__To do__: Please copy every one of the records below word for word, keeping each line in its original order.

^^^^^^^^^^^^^^^^

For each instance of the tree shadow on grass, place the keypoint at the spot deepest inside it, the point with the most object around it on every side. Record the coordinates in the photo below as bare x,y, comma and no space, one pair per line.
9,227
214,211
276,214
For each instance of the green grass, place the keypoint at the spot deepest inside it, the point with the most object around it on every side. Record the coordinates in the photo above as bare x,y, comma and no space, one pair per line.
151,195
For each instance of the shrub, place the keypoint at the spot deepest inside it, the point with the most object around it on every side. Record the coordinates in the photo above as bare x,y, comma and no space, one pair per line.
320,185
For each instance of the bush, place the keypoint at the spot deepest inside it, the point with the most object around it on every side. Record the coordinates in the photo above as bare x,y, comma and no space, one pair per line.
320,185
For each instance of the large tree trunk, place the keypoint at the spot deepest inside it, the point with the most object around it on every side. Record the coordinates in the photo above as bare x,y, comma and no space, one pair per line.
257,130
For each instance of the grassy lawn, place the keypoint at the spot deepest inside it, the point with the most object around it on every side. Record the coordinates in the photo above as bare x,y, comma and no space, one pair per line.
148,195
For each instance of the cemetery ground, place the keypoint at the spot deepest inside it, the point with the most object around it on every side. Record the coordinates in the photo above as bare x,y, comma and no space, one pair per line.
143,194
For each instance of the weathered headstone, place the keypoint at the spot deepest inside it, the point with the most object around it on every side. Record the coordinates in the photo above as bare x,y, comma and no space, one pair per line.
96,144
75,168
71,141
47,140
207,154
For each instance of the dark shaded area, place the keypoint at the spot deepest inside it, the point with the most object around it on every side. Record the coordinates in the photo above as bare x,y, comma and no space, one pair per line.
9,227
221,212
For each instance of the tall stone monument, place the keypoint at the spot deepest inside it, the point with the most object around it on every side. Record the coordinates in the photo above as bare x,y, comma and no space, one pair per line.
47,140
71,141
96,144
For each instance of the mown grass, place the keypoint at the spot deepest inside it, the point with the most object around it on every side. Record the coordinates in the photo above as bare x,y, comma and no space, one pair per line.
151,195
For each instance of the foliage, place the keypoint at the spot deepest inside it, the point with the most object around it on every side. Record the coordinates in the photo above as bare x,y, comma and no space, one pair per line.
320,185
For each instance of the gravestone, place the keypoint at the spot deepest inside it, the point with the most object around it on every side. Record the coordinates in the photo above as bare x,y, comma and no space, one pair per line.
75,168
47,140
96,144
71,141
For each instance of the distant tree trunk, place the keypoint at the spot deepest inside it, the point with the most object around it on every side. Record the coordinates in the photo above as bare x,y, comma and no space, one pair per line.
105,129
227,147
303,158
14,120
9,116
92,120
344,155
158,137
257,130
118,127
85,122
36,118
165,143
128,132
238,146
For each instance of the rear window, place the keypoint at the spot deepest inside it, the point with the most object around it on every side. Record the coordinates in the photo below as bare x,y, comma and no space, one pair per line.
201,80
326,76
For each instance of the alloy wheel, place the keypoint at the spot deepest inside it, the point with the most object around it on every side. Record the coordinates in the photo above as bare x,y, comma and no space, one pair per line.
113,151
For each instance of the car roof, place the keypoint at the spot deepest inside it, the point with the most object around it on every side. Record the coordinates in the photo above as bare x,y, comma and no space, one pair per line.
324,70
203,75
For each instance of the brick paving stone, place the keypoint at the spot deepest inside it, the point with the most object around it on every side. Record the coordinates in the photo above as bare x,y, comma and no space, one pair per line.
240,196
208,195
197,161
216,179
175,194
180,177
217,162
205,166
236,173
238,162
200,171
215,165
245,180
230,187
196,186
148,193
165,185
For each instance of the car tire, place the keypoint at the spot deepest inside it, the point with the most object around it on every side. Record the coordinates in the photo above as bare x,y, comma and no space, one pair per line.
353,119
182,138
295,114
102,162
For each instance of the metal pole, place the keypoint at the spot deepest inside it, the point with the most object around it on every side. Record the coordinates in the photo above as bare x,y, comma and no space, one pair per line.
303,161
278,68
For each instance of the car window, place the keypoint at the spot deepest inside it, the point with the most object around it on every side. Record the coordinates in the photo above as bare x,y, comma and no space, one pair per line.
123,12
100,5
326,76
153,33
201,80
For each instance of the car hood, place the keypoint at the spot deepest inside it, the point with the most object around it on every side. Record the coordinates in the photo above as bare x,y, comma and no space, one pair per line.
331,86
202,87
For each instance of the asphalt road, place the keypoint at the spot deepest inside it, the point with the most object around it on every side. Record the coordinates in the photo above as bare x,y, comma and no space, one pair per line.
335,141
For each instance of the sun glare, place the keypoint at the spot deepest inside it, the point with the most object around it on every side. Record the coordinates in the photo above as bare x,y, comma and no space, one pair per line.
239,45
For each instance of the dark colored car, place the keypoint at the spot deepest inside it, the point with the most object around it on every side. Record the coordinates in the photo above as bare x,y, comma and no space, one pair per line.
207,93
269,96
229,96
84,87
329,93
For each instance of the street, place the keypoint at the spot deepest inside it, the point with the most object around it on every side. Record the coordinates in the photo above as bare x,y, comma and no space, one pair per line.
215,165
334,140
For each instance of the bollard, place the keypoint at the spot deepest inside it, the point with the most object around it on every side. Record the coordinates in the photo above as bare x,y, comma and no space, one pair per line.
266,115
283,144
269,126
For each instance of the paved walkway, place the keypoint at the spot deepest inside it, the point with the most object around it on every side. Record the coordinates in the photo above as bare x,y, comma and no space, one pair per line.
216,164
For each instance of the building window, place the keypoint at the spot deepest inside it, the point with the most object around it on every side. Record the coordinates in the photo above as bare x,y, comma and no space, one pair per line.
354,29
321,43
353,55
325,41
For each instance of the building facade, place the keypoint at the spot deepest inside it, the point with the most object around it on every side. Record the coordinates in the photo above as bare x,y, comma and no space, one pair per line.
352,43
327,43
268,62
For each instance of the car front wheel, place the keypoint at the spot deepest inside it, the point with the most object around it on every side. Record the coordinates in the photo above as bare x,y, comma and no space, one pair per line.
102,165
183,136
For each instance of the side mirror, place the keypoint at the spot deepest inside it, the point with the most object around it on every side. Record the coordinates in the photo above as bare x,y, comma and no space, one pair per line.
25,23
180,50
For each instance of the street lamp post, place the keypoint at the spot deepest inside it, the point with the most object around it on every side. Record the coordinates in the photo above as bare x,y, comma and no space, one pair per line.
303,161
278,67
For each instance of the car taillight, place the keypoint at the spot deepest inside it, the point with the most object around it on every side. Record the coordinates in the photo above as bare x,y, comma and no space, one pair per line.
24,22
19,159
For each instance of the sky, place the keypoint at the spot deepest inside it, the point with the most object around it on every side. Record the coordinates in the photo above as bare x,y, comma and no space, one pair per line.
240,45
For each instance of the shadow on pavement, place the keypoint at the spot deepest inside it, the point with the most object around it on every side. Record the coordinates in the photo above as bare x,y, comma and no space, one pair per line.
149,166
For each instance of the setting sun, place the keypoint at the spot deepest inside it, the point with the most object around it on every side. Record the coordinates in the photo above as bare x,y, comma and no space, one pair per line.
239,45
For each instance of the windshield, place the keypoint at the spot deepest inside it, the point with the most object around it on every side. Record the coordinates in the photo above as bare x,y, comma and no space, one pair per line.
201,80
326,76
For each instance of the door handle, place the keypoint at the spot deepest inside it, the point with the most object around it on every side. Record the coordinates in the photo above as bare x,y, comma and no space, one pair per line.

^^^^^^^^^^^^^^^^

__Written answer__:
For each instance of the tree shadow on grass, place the keypoint at the spot deepest inside it, the point with the most object around it on every side. Record the coordinates in the photo below as bare x,y, comma and no space, one pair per line.
9,227
214,211
276,214
For each instance of the green grass, place the keypoint at the spot deepest inside it, the point with the most object around it on every side. Record the coordinates in the photo above as bare x,y, comma and no space, one pair per line.
151,195
For each instance of the shrub, place the keypoint at the spot deepest inside it, the point with the most object around it on every side. Record the coordinates in the photo above as bare x,y, comma and no space, one pair per line.
320,185
For each instance of the bush, place the keypoint at the spot deepest inside it, the point with the most object around it on every side. Record the coordinates in the photo above as bare x,y, comma and no space, one pair per line.
320,185
For each instance of the large tree trunk, place the keypoint at the spot deepest inside it, the point with the most object around it on every side. Record the coordinates in the photo above as bare x,y, comma and no space, one pair per line.
257,130
For each instance of the grassy lawn, place the keypoint at the spot deepest inside it, the point with the most object around it on every side. Record the coordinates in the photo above as bare x,y, comma and no space, one pair per line.
148,195
For each instance of the cemetery ground, place the keypoint at the spot deepest inside it, the point with the most object around it on every side. Record the coordinates in the photo above as bare x,y, comma and no space, one pair per line.
143,194
For each instance of the weathered headstone, place the keypoint at the spot deepest inside it, the point with the most object around it on every side. Record the coordinates in the photo above as bare x,y, comma and no space, one pair per line.
96,144
75,168
71,141
47,140
207,154
For each instance of the dark shaded area, place the keypoint at the spot deepest inside it, the point with the most object around it on every side. Record the coordinates in the photo above as bare x,y, comma and no space, one pair per line.
9,227
221,212
For each instance of the tall stone monument, place the keypoint at the spot deepest inside it, the point with the most object around it on every side. Record the coordinates in the photo above as bare x,y, comma and no space, one pair per line.
47,140
71,141
96,144
For each instance of the mown grass, place the keypoint at the spot deepest inside it, the point with the most object around it on every side. Record the coordinates in the photo above as bare x,y, comma and no space, one pair per line.
151,195
For each instance of the foliage, place the keypoint at the spot deepest inside it, the point with the most object around it on every side. Record the coordinates in the photo above as bare x,y, comma and no space, one pair per line.
320,185
For each instance of the gravestone, place the keypoint at the spot deepest inside it, the point with the most object around it on every side. Record the coordinates in the photo above as bare x,y, comma and no space, one pair per line.
75,168
47,140
96,144
71,141
For each instance of the distant tree trunk, place the keypoint at the spot deepest inside it, the point with the most object around it on every side. Record the coordinates in the photo above as bare x,y, comma and no space, one pair per line.
105,129
227,147
303,158
14,120
9,116
92,120
344,155
158,137
257,130
118,127
85,122
36,118
165,143
128,132
238,146
For each instance of the rear window, place the keypoint at the spot deepest inside it, the point with the most object around it on every side. Record the coordinates in the photo below as bare x,y, comma and no space, one pair per line.
201,80
326,76
For each instance of the alloy wheel, place the keypoint at the spot deepest inside it, the point with the most object around it on every side. Record the coordinates in the photo above as bare x,y, comma and no space, one pair per line.
113,151
For each instance of the car roof, place the keypoint at the spot deepest inside it, the point with the most object around it on every side. Record the coordinates in the photo above as bare x,y, comma and no space, one pair per line.
324,70
203,75
For each instance of the brick paving stone, place the keypoint at the spot deepest inside it, the point with the most object around it on every side. Record the coordinates in the photo above as bare x,y, comma and no space, one pair per line.
240,196
208,195
197,161
216,179
175,194
180,177
217,162
205,166
236,173
238,162
200,171
215,165
245,180
230,187
196,186
148,193
165,185
For each instance of the car tire, place the keypoint at the spot deepest inside it, the point with the most object around it on every side. Record the coordinates in the photo above as bare x,y, comma and no space, one pair per line.
353,119
182,138
295,114
102,162
For each instance of the metal pole, place the keypoint at the spot deepest inside it, the point with the most object around it on every side. Record the coordinates in the photo above as bare x,y, comma and no space, one pair per line.
303,161
278,68
For each instance of the car window, place the keypoint at the spot deepest inside it, the point with the most object around it on every side. Record the coordinates in the photo above as bare x,y, comma and no space, one pair per line.
123,12
100,5
326,76
153,33
201,80
For each instance of the car hood, place the keypoint at the spot deepest inside it, the point with the most object around it on every side. Record the coordinates in the photo above as bare x,y, comma and no space, one pair per line.
331,86
202,87
For each instance of the asphalt road, place the keypoint at the spot deepest inside it, the point with the most object around it on every side. Record the coordinates in the photo above as bare x,y, comma and no space, one pair per line.
335,141
For each instance of the sun glare, place the keypoint at the spot deepest inside it, the point with the most object around it on every side. Record the coordinates in the photo above as bare x,y, comma and no space, one pair per line.
239,45
For each instance of the dark colored car, place the keypoint at the spot deepest inside it, the point with the most object around it on every side. Record the coordinates in the photo above as bare x,y, comma and no space, one pair per line.
207,93
269,96
229,96
84,87
329,93
For each instance of the street, place the keypoint at the spot deepest inside it, the point with the most object around it on every side. Record the coordinates in the photo above as bare x,y, comma and no space, one pair per line.
215,165
334,140
For each instance of the bollard, place the keypoint at the spot deepest inside it, the point with the most object around it on every side. Record the coordinates in the photo above as bare x,y, comma and no space, one pair per line.
266,115
283,144
269,126
For each instance of the paved walkway, place the keypoint at the spot deepest inside it, the point with the most object around it on every side. Record the coordinates in the photo above as bare x,y, comma and no space, one pair per line.
216,164
For each instance of the building window, place the keypoint at the spot deepest inside it, the point with the most object around it on every side. Record the coordinates in the photo above as bare x,y, comma and no space, one pair per line.
354,29
321,43
353,55
325,41
For each instance of the building facade, place the keypoint at the spot deepest inside it, the point with the most object around it on every side. Record the coordinates in the photo above as bare x,y, comma and no space, one pair per line.
352,43
327,43
268,62
For each instance of the car front wheel, place the keypoint at the spot deepest inside it, the point with the most object around it on every side. Record the coordinates in the photo above as bare x,y, comma and no space, one pair per line.
102,165
183,136
For each instance of the side mirror, place the keypoint at the spot deepest inside it, the point with the most object around it on every side. Record the coordinates in the photo above as bare x,y, comma and no space, one pair per line.
25,23
180,50
For each instance of the street lamp post, place the keypoint at the spot deepest inside it, the point with the most object around it on every side. Record the coordinates in the photo above as bare x,y, comma and no space, one pair per line.
303,161
278,67
For each instance of the car taillight, place the keypoint at the spot deepest inside it, the point with the most object around it on every side. Record the coordinates in the photo above as bare x,y, comma and no space, one pair per line.
24,22
19,159
For each instance of the sky, place the keypoint at the spot deepest inside it, the point with the most object around it on every side. Record the coordinates in the photo above as bare x,y, comma and no space, one pair per line.
240,45
For each instance of the shadow on pavement, place the keypoint at the spot deepest inside it, the point with the most object around it on every side. Record the coordinates in the photo above as bare x,y, comma and no space, one pair per line.
149,166
For each instance of the setting sun, place the keypoint at the spot deepest inside it, the point with the most object around it on every side. Record the coordinates in the photo above as bare x,y, comma and no space, one pair per line.
239,45
For each instance of the windshield, place the keypoint at the spot deepest inside it, the point with the most object around it on every side. Record the coordinates in the photo above as bare x,y, comma and no space, one pair per line.
201,80
326,76
For each instance of the door handle, place the keypoint at the spot deepest inside it, the point with the most object around it on every side. Record the coordinates in the photo above as bare x,y, comma and no space, one pair per line.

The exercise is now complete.